[[ RECORDS FOR THE TASK open ]]

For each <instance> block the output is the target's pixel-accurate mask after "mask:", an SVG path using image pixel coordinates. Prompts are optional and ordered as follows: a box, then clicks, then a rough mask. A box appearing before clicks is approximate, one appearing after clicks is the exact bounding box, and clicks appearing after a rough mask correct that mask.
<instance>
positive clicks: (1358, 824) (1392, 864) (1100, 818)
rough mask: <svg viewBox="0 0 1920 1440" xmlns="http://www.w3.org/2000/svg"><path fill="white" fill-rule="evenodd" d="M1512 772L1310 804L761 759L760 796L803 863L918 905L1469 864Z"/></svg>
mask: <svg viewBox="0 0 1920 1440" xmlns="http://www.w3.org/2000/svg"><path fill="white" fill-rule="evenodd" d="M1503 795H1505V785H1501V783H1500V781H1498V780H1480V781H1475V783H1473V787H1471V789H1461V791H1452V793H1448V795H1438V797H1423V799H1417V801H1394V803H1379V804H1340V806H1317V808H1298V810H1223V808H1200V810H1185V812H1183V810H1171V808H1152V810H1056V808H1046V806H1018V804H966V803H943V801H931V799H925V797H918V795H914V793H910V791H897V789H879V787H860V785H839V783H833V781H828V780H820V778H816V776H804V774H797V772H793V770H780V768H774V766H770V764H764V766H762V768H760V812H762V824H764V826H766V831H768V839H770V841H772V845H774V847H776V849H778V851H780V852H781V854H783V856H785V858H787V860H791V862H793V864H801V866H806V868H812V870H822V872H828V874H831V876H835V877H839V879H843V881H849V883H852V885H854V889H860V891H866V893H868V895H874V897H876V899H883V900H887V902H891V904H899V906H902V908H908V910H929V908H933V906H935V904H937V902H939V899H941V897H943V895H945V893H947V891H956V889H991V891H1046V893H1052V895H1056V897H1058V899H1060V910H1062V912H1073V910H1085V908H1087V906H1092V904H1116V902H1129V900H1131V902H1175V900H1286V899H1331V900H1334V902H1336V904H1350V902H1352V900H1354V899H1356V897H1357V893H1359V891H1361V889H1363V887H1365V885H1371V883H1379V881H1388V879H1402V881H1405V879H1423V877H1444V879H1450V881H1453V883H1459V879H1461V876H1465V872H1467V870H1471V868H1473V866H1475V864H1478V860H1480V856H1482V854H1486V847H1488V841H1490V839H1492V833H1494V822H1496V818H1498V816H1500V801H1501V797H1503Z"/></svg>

[[ RECORDS FOR THE TASK closed ]]

» HOW TO COMPLETE THIS TASK: Render the items, from their first line through the line containing "rough mask: <svg" (inclusive), as a JSON list of strings with one string per line. Omit any blank lines.

» REPLY:
[
  "For each <instance> block the output is the target's pixel-accurate mask after \"mask:\", an SVG path using image pixel coordinates. Prompts are optional and ordered as follows: a box, then clicks, then a rough mask. A box appearing before clicks is approximate, one appearing after clicks is the exact bounding box, and clicks appearing after a rough mask correct that mask.",
  "<instance>",
  "positive clicks: (1358, 824) (1392, 864) (1100, 818)",
  "rough mask: <svg viewBox=\"0 0 1920 1440\" xmlns=\"http://www.w3.org/2000/svg\"><path fill=\"white\" fill-rule=\"evenodd\" d=\"M1512 772L1310 804L761 759L760 796L803 863L918 905L1469 864Z\"/></svg>"
]